▶ _TASK TO COMPLETE_
Locate each line in the records that contains the word "door" and copy those lines.

---------- DATA PROVIDED ----------

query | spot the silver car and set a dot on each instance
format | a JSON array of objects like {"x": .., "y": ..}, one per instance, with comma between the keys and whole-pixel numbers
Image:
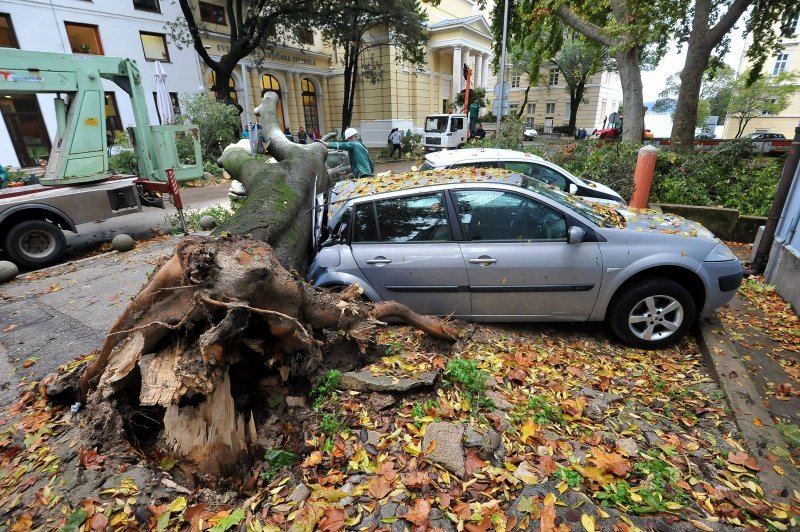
[{"x": 497, "y": 247}]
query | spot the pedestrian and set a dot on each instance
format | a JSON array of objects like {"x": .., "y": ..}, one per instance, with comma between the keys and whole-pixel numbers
[
  {"x": 394, "y": 138},
  {"x": 359, "y": 156},
  {"x": 480, "y": 133}
]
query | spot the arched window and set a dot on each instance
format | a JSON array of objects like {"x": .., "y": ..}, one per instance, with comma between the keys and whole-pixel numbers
[
  {"x": 310, "y": 106},
  {"x": 212, "y": 80},
  {"x": 271, "y": 83}
]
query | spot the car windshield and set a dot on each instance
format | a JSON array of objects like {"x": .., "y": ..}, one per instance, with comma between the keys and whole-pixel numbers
[
  {"x": 436, "y": 124},
  {"x": 602, "y": 215}
]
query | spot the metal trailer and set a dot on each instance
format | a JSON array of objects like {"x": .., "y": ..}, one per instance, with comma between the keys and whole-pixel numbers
[{"x": 78, "y": 185}]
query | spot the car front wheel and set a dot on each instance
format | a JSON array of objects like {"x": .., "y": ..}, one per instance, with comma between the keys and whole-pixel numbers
[
  {"x": 35, "y": 243},
  {"x": 652, "y": 313}
]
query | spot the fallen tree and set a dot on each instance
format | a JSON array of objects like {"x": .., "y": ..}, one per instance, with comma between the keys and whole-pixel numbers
[{"x": 227, "y": 322}]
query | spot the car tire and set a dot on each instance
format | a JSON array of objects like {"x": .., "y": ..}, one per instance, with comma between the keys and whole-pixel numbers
[
  {"x": 35, "y": 243},
  {"x": 652, "y": 313}
]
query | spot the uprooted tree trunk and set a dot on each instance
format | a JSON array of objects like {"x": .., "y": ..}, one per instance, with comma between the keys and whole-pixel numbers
[{"x": 190, "y": 365}]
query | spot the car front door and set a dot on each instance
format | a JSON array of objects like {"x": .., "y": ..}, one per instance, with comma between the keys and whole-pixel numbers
[
  {"x": 405, "y": 249},
  {"x": 518, "y": 261}
]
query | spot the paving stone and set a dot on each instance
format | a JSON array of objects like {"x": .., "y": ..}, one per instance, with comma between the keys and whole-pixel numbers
[
  {"x": 449, "y": 450},
  {"x": 364, "y": 380},
  {"x": 300, "y": 493}
]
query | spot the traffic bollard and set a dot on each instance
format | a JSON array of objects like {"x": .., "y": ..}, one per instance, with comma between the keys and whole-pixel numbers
[{"x": 643, "y": 176}]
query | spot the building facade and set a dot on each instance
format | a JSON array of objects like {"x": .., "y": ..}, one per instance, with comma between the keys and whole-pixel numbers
[
  {"x": 308, "y": 77},
  {"x": 122, "y": 28},
  {"x": 786, "y": 60},
  {"x": 547, "y": 104}
]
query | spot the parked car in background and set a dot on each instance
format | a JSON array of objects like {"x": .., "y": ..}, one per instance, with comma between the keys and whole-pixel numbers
[
  {"x": 445, "y": 244},
  {"x": 765, "y": 136},
  {"x": 525, "y": 163}
]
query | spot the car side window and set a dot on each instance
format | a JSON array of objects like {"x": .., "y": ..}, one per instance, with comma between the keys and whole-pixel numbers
[
  {"x": 420, "y": 218},
  {"x": 364, "y": 227},
  {"x": 481, "y": 164},
  {"x": 495, "y": 215}
]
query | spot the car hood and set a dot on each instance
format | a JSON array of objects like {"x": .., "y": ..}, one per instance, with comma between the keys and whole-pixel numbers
[{"x": 657, "y": 222}]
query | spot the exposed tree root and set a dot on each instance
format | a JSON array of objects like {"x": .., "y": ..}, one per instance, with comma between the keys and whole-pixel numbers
[{"x": 236, "y": 310}]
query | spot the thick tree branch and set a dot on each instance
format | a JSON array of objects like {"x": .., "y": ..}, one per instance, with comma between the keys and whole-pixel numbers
[{"x": 591, "y": 31}]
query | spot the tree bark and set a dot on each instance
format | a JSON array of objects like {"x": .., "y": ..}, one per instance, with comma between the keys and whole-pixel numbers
[
  {"x": 227, "y": 316},
  {"x": 630, "y": 75},
  {"x": 685, "y": 119}
]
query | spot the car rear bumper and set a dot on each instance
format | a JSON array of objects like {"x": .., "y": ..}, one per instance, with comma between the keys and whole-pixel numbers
[{"x": 723, "y": 278}]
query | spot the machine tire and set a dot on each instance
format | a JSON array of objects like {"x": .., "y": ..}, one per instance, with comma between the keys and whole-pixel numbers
[
  {"x": 35, "y": 244},
  {"x": 648, "y": 306}
]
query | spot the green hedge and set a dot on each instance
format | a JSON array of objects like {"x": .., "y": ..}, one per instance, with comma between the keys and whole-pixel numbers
[{"x": 727, "y": 176}]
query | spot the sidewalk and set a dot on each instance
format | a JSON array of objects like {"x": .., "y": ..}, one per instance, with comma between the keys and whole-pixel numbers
[{"x": 752, "y": 346}]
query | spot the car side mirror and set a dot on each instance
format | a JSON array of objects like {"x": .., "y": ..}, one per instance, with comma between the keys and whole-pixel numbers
[{"x": 575, "y": 235}]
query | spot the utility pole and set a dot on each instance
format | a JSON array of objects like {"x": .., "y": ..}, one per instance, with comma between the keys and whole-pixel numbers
[{"x": 502, "y": 66}]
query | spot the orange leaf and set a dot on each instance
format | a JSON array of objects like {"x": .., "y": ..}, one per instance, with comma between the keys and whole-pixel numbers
[
  {"x": 473, "y": 462},
  {"x": 315, "y": 458},
  {"x": 548, "y": 518},
  {"x": 332, "y": 520},
  {"x": 611, "y": 462},
  {"x": 379, "y": 487},
  {"x": 419, "y": 513}
]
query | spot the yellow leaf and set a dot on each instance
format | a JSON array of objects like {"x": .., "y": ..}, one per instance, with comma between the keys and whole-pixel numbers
[
  {"x": 701, "y": 525},
  {"x": 178, "y": 505},
  {"x": 588, "y": 522}
]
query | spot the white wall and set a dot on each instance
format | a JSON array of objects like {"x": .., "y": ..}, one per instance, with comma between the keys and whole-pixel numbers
[{"x": 39, "y": 26}]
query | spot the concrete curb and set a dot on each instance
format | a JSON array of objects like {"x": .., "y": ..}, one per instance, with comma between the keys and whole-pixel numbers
[{"x": 747, "y": 405}]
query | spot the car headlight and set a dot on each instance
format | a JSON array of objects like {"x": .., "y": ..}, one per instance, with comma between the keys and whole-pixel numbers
[{"x": 720, "y": 253}]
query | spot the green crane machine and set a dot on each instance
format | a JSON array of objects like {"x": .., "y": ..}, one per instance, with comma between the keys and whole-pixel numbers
[{"x": 79, "y": 153}]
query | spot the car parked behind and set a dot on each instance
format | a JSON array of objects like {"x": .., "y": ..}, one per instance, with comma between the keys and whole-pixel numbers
[
  {"x": 526, "y": 164},
  {"x": 478, "y": 245}
]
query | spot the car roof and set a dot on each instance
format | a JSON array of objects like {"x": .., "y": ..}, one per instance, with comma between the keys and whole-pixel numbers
[
  {"x": 446, "y": 158},
  {"x": 369, "y": 186}
]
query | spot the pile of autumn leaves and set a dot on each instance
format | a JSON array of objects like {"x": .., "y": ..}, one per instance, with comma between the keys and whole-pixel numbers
[{"x": 367, "y": 468}]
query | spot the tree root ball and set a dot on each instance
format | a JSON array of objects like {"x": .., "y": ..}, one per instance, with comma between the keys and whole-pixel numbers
[
  {"x": 123, "y": 243},
  {"x": 8, "y": 270},
  {"x": 207, "y": 223}
]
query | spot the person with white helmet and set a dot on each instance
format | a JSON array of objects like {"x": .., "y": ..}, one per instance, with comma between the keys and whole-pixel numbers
[{"x": 359, "y": 156}]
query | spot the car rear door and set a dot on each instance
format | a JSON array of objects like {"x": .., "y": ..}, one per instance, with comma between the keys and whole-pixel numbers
[
  {"x": 405, "y": 249},
  {"x": 518, "y": 261}
]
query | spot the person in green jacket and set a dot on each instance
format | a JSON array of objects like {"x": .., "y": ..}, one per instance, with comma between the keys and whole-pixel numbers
[{"x": 359, "y": 156}]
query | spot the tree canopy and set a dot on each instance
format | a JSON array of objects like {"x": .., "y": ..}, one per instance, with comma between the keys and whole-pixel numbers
[
  {"x": 253, "y": 26},
  {"x": 767, "y": 95},
  {"x": 367, "y": 31}
]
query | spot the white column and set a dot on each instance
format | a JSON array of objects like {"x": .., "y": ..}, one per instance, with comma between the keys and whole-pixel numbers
[
  {"x": 456, "y": 71},
  {"x": 485, "y": 73},
  {"x": 464, "y": 60}
]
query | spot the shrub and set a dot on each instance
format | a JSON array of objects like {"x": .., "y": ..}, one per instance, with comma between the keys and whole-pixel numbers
[
  {"x": 219, "y": 124},
  {"x": 124, "y": 162}
]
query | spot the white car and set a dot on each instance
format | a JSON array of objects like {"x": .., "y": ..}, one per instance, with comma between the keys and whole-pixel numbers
[{"x": 526, "y": 164}]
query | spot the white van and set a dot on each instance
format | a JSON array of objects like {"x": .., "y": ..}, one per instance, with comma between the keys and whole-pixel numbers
[
  {"x": 445, "y": 132},
  {"x": 526, "y": 164}
]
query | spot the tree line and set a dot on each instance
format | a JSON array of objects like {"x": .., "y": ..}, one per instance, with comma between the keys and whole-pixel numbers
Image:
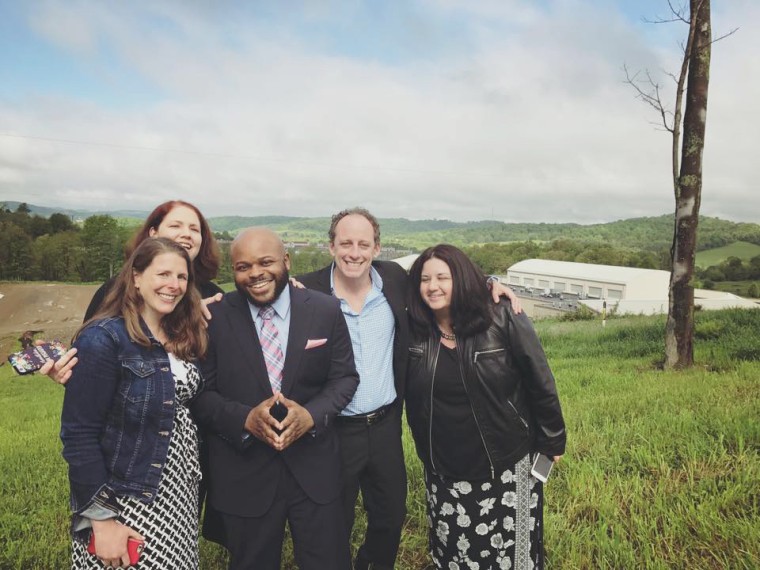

----------

▶ _TASK RESPONSE_
query | spot the car front door and set a dot on each instance
query | spot the car rear door and set a dot on each instance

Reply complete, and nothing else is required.